=== TASK TO CARRY OUT ===
Give back every record exactly.

=== EXERCISE INPUTS ===

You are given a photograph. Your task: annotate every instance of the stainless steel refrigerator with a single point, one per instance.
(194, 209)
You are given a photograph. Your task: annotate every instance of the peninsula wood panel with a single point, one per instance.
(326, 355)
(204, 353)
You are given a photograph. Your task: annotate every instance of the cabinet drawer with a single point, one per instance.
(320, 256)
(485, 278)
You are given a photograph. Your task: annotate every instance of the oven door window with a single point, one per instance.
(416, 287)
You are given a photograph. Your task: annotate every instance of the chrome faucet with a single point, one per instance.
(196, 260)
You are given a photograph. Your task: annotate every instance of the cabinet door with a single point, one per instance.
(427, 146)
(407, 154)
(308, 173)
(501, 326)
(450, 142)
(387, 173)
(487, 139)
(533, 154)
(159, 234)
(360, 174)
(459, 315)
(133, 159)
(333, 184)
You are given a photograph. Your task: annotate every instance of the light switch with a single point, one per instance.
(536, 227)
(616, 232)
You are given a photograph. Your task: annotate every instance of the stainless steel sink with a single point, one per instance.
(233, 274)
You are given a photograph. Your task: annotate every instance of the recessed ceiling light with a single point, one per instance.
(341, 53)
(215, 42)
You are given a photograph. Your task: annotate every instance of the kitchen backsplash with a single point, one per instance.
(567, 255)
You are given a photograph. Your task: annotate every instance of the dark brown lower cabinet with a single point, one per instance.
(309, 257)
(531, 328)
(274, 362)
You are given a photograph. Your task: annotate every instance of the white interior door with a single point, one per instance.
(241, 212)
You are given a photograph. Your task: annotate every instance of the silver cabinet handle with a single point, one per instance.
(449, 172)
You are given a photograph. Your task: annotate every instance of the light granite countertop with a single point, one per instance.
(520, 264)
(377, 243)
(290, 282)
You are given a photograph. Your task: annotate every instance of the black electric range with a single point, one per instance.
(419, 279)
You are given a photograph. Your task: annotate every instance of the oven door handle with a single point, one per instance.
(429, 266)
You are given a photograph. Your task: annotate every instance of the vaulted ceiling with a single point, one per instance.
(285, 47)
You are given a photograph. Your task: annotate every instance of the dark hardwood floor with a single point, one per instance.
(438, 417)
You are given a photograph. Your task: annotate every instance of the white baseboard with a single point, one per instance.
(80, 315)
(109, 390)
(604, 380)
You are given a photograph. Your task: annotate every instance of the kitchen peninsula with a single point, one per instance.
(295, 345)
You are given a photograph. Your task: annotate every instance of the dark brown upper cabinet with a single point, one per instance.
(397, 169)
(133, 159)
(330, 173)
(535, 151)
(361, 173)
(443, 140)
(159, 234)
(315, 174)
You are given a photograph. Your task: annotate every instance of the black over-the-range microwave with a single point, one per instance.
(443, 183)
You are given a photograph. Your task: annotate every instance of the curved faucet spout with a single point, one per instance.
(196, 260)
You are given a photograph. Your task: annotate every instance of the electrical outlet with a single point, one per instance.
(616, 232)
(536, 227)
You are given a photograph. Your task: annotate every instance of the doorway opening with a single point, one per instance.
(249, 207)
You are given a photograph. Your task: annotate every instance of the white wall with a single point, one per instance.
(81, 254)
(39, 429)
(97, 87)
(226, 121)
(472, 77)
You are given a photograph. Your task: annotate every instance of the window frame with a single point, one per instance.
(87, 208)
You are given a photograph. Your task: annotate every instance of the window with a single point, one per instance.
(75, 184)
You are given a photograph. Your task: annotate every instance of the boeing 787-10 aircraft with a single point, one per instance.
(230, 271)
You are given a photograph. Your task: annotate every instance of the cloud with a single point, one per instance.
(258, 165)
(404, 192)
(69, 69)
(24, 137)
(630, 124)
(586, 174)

=== THE COMPLETED TASK ===
You are given a photograph. Your task: annotate every instance of the stainless steel refrigerator with a single point, one per instance.
(194, 209)
You are given a photograph. Your task: annotate every instance of the peninsula wood panel with a single point, one per instance.
(326, 355)
(204, 353)
You are given a photograph. Your task: annotate every instance of the cabinet drawer with a single point, one per instance.
(320, 256)
(485, 278)
You are given a photograph. Your task: annotate every instance of the oven door window with a single point, one per instance.
(416, 287)
You are given a photograph. Your task: annotate every instance of the chrome faucet with a single point, one per instance.
(196, 260)
You are given a photograph. Your task: annotate every instance of the cabinet door with a single point, one per instance.
(427, 146)
(407, 154)
(308, 173)
(501, 326)
(450, 142)
(387, 173)
(487, 139)
(533, 154)
(159, 234)
(360, 174)
(459, 315)
(133, 159)
(333, 184)
You are given a photograph. Your task: annotate every instance of the light switch with a single point, one per instance.
(536, 227)
(616, 232)
You are given a photograph. Your task: annotate every instance of the stainless steel sink with a single point, one per instance.
(233, 274)
You are given a photograph. Your task: annotate every instance of the recessed ceiling light with a single point, one per instance.
(341, 53)
(215, 42)
You are given a photograph. Your task: annotate every instance of the kitchen backsplash with a single point, one per instance.
(567, 255)
You are given a photograph. Your task: annotate every instance of the dark brown lower cabinet with a single point, one per instance.
(309, 257)
(531, 328)
(274, 362)
You are given a photograph. Your task: annotate every instance of the white interior door with a single point, one per instance.
(241, 212)
You are given a photograph. Your task: annotate every instance of the silver cabinet handle with a single point, one per instance.
(449, 172)
You are given a photograph. Your task: annotate every instance of the light granite countertop with a single point, one per instance.
(520, 264)
(377, 243)
(290, 282)
You are given a photograph. Your task: annotate every instance of the black electric range with a single point, one per instance.
(419, 279)
You are given a photograph. Your task: annotate every instance of the oven door handle with a single point, one per instance.
(429, 266)
You are given a photograph. Your task: annotate every instance of the vaulted ceiling with a single point, one per instance.
(285, 47)
You are given a photograph. Your task: annotate every instance of the dark hardwood floor with a single point, one per instance.
(438, 417)
You are given a photograph. Your task: annotate every instance of the white baseboard with a single point, one per instance.
(80, 315)
(109, 390)
(604, 380)
You are given a photograph. Your task: annotate every instance of the kitchen peninsula with a single point, one per instance.
(295, 345)
You are given a photograph. Your task: annotate every instance of the dark brown upper cabinet with a single point, one per instance.
(397, 169)
(133, 159)
(330, 173)
(535, 151)
(361, 173)
(443, 140)
(159, 234)
(315, 174)
You are given a photograph. Your task: annotate every instance of the black over-the-range microwave with a single point, one per instance.
(443, 183)
You are given a photograph. Your task: annotate every instance of the curved faucet spout with a single point, one per instance.
(196, 260)
You are given a photograph. Your task: annotate every instance of the electrical outlet with a single point, one per instance.
(616, 232)
(536, 227)
You are given a photograph. Your task: annotate every instance of the doorway opening with a single point, one per instance.
(249, 207)
You are given a photograph. Your task: annotate every instance of the white wall with a single point, one per instance.
(81, 254)
(39, 429)
(97, 87)
(226, 121)
(472, 77)
You are given a photograph. Your task: annotate every instance of the window frame with a single point, one per instance.
(87, 208)
You are given a photograph. Your task: annotate every instance of the window with a single point, one per instance.
(75, 184)
You are given a photograph. Your task: annotate every instance of the boeing 787-10 aircraft with a single point, one per instance.
(230, 271)
You are given a photograph. Your task: annotate every instance of the cloud with a single point, one per instance.
(258, 165)
(404, 192)
(69, 69)
(24, 137)
(630, 124)
(586, 174)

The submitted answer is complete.